- [PAGE]
Record Number of Indian Immigrants crossing US Border

Federal statistics have revealed that a record number of Indian immigrants are entering the United States via its southern border.

In 2022 alone, 42,000 people were intercepted.

The number is more than double the amount from the same period the year prior when crossings by Indian immigrants were already at a record high.

An additional 1,600 have crossed from the northern border – four times the amount of the past three years combined.

Nearly all of them turn themselves in to Border Patrol, who then process them as asylum-seekers due to recent unrest surrounding India’s Bharatiya Janata Party.

Since 2007, the total number of annual illegal border crossings from India only exceeded 5,000 four times.

Various other factors have spurred the sizable jump in illegal immigrants.

US Customs and Border Protection’s total encounters along the border in 2023 were more than two million, meaning migrants from India represented just under two per cent of that sample set.

The total includes approximately 210,000 apprehensions in October 2023 – the highest recorded this year.

- [DATASET EXTRACT]
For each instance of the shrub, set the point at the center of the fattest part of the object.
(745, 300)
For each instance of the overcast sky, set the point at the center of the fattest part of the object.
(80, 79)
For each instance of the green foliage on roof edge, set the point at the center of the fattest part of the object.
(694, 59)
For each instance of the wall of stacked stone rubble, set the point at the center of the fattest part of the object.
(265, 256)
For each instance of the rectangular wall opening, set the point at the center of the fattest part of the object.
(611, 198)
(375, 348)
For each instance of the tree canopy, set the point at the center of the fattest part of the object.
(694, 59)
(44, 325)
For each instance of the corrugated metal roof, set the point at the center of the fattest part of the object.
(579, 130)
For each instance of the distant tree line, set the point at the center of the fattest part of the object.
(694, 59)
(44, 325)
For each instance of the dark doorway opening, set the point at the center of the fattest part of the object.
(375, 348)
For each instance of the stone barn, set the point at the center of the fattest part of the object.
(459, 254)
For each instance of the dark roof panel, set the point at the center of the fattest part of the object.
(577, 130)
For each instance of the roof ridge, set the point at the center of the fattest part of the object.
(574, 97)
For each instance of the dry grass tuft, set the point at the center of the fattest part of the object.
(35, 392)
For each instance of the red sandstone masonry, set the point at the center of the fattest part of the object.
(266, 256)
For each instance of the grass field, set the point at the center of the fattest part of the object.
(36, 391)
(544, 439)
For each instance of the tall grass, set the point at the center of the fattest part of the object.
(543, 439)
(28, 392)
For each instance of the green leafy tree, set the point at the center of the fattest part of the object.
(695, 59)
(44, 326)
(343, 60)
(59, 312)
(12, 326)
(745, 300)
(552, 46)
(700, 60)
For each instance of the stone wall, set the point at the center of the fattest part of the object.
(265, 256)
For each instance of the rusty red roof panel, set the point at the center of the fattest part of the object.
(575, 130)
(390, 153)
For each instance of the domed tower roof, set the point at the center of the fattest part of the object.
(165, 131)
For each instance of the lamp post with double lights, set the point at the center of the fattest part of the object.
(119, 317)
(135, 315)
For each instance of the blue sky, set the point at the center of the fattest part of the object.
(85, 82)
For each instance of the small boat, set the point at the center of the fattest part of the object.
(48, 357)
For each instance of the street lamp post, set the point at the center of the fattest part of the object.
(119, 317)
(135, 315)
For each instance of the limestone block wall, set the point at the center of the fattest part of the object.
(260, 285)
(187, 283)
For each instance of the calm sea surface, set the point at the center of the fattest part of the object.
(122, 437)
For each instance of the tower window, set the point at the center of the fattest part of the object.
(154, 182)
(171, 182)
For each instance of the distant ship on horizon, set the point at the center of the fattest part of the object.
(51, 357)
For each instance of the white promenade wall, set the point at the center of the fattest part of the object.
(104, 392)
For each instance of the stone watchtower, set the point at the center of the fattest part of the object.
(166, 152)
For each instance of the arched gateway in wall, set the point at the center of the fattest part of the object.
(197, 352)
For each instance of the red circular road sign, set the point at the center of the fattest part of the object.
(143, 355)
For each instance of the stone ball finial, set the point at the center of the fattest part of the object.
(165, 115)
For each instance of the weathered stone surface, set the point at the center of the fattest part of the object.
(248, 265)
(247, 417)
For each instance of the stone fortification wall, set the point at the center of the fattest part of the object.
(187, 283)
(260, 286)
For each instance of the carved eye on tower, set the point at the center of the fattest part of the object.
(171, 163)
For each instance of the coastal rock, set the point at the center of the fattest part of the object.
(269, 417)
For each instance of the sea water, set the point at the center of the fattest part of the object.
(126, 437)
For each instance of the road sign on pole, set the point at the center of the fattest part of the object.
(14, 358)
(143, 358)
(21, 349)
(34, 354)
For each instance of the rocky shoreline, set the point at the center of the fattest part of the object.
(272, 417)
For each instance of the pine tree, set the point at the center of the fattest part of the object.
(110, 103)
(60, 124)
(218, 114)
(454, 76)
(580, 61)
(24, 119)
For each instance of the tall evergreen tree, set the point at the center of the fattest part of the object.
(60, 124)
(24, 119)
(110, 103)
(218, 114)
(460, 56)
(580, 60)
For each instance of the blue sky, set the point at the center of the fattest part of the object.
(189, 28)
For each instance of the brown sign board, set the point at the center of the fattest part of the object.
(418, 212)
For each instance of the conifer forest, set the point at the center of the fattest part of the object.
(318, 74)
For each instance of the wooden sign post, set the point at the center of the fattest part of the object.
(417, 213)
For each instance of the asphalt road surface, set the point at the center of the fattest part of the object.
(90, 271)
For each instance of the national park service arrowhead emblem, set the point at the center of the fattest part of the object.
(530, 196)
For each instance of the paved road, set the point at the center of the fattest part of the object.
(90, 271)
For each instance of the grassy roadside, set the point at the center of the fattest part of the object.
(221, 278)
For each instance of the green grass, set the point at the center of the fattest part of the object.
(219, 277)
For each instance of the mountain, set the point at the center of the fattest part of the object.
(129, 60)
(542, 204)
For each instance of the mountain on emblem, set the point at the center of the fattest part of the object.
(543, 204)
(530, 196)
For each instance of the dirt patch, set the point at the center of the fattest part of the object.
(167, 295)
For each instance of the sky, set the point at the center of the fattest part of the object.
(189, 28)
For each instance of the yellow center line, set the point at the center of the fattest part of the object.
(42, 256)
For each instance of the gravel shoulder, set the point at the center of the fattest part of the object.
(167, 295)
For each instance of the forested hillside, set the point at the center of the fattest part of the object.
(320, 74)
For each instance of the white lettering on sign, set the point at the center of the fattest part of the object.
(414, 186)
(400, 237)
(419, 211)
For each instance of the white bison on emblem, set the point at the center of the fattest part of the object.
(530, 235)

- [GOAL] Resume the article on Indian immigrants crossing the US border, starting after its last sentence. The entries are separate from the article and unrelated to it.

- [EXPECTED ANSWER]
The record monthly figure brought the total number of migrant encounters for the fiscal year to 2.48 million, up from 2.38 million in 2022.

At the time, 2.38 million had been a world record but has since been bested as asylum-seekers like Arshdeep Singh continue to enter the US.

Mr Singh, from Punjab, spent 40 days migrating to the United States.

Rather than being arrested while evading capture, he turned himself in to ask for asylum – a request he was granted before arriving in Fresno, California.

He recalled being threatened by men he believed were affiliated with the BJP before his father made arrangements for him to leave.

But Mr Singh said “the path here turned out to be just as dangerous as it had been for me to stay in Punjab”.

He first flew from New Delhi to Hungary, where he was kept in a small room for 10 days and fed only bread and water.

Mr Singh then travelled to France before going to Mexico City, where he was kept in a room for another week.

He took another flight followed by a bus ride, eventually reaching the US border.

He proceeded to cross into California, where he was then taken to a processing centre where he saw several others who had undergone a similar journey from India.

At that point, he and several others were allowed in virtually without question – thanks to nationalist policies put in place by Prime Minister Narendra Modi that experts say are to blame for the recent hike in numbers.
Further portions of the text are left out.